**ЗАДАНИЕ**
Выпишите, пожалуйста, из текста о Сталине фрагмент между словами «Тем не менее у» и «до ее начала.» включительно.

**ИСХОДНЫЙ ТЕКСТ**

════════════════════

ГЛАВА ВТОРАЯ
ГЛАВА ВТОРАЯ
В отличие от многих политиков, Сталин быстро понял, как может измениться положение на Дальнем Востоке после создания американцами атомной бомбы. И хотя японцы просили его выступить посредником между ними и его западными союзниками, Сталин был куда больше заинтересован в собственном выигрыше. Вместо предложений японцев о переговорах он сообщил американцам, что советское наступление начнется 8 августа. Для ведения войны на Дальнем Востоке маршал Василевский получил 1,5 миллиона солдат и приказ вместе с китайскими коммунистами взять Маньчжурию.
Американцы быстро сообразили, что длительная война в Японии может привести к нежелательному для них продвижению советских войск в Азии и сбросили атомные бомбы на Хиросиму и Нагасаки. Трумэн своего добился. Война закончилась всего за неделю, не оставив Сталину времени для достижения его целей. Тем не менее тот приказал Василевскому оккупировать Центральную Маньчжурию, захватить Порт-Артур и северную часть Кореи, а также Сахалин и Курильские острова. Затем он потребовал своей оккупационной зоны в Японии, но из этого ничего не вышло. Вашингтон смотрел на Японию точно так же, как Сталин — на Восточную Европу.
Тем не менее у Сталина имелись все основания быть довольным именно таким окончанием самой страшной войны за всю историю человечества. Да, он не получил всего того, что просил в Ялте, и неудачи с германскими репарациями сидели в его сердце занозой, но и добился он многого. И если сама победа была завоевана неимоверными усилиями всего народа, то успех ее превращения в твердую валюту политических выигрышей явилась результатом его дипломатического искусства на последних этапах войны. И после войны Сталин сумел добиться того, чего Гитлер добился своей дипломатией до ее начала.
Конечно, между Сталиным и Гитлером имелось множество различий, но сближало их инстинктивное понимание взаимоотношения между войной и политикой.
Гитлер постоянно грозил войной боявшимся ее демократическим государствам, а Сталин на удивление точно увязывал успех военных операций с политическими соображениями и умением настаивать на той форме мирного урегулирования, которая зависела от исхода боевых действий его войск. Удивительно схож был и язык тех политических двусмысленностей, на котором они оба говорили. И если для первого это был язык Лиги Наций, призыв к национальному самоопределению и равноправию, то для второго представлял полный набор терминов «демократический социализм», «национальные фронты», «антифашизм», «свободные выборы», «всеобщее избирательное право».
Недруги Сталина и сегодня могут утверждать все, что угодно, перечислять имена казненных и убитых им, но факты говорят сами за себя. Получив из рук пораженного тяжким недугом Ленина напрочь разрушенную страну, он превратил ее в великую индустриальную державу и одержал победу в самой страшной войне. Именно он спас мир от «коричневой чумы», благодаря чему и стал самым влиятельным политиком в мире, с которым считались даже те, кто долгое время видел в нем калифа на час.

════════════════════

[Записи с разметкой позиций]

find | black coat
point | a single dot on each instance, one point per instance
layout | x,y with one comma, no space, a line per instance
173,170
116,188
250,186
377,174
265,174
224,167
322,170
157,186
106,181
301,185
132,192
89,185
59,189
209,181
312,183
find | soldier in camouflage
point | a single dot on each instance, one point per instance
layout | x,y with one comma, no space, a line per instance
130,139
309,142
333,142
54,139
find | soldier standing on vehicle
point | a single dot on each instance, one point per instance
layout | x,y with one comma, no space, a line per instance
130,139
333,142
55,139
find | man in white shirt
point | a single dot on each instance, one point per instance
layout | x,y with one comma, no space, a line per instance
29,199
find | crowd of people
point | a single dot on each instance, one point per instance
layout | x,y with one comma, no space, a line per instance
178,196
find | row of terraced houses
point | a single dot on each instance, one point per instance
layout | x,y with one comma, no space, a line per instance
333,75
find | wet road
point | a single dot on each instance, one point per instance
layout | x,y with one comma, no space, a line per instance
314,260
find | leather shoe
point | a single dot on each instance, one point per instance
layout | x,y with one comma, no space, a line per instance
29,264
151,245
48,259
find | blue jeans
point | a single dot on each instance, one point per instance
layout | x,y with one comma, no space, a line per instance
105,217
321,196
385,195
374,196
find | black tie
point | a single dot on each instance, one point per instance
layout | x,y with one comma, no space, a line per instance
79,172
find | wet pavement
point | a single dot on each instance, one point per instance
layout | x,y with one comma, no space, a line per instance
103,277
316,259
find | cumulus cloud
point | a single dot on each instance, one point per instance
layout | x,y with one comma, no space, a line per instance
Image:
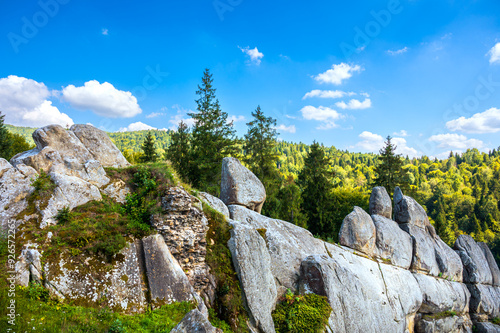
483,122
374,142
327,94
102,99
24,102
254,54
327,115
355,104
398,52
456,141
338,73
494,54
284,128
138,126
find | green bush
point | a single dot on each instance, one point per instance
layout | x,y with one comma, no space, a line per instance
301,314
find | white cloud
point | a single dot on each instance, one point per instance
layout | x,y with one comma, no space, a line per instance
138,126
254,54
102,99
284,128
398,52
327,94
24,102
355,104
484,122
321,113
374,142
494,54
338,73
455,141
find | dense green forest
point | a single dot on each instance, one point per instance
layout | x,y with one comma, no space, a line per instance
461,193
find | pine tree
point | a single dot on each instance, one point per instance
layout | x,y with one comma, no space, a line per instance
178,153
213,137
315,181
390,169
149,149
5,140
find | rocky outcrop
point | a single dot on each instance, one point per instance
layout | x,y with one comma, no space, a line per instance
239,186
100,146
358,232
380,202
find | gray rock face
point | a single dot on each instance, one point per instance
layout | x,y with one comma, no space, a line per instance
215,203
15,186
440,295
287,244
407,210
487,328
100,146
166,279
358,232
476,268
380,202
392,243
357,289
195,322
239,186
432,256
253,265
495,272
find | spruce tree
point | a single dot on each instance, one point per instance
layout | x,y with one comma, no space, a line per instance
316,184
178,153
5,140
213,137
390,169
149,149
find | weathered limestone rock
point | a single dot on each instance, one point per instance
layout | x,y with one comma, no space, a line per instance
358,290
407,210
195,322
215,203
100,146
117,190
239,186
287,244
476,268
432,256
358,232
380,202
15,186
495,272
485,301
487,327
392,244
166,279
121,287
440,295
253,265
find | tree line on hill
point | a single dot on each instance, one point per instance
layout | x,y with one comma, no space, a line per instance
315,186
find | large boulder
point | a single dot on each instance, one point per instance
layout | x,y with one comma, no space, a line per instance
366,296
239,186
476,268
253,265
100,146
495,272
358,232
392,243
380,202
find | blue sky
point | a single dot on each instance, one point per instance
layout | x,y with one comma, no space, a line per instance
343,73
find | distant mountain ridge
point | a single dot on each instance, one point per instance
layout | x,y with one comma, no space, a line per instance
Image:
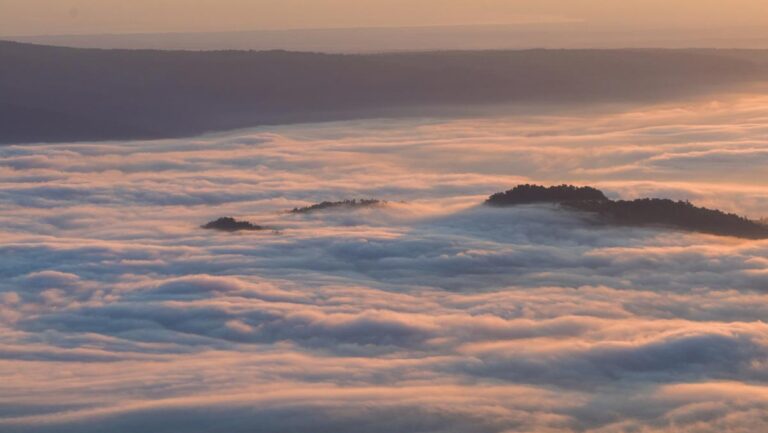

════════════════════

**РЕШЕНИЕ**
Тем не менее у Сталина имелись все основания быть довольным именно таким окончанием самой страшной войны за всю историю человечества. Да, он не получил всего того, что просил в Ялте, и неудачи с германскими репарациями сидели в его сердце занозой, но и добился он многого. И если сама победа была завоевана неимоверными усилиями всего народа, то успех ее превращения в твердую валюту политических выигрышей явилась результатом его дипломатического искусства на последних этапах войны. И после войны Сталин сумел добиться того, чего Гитлер добился своей дипломатией до ее начала.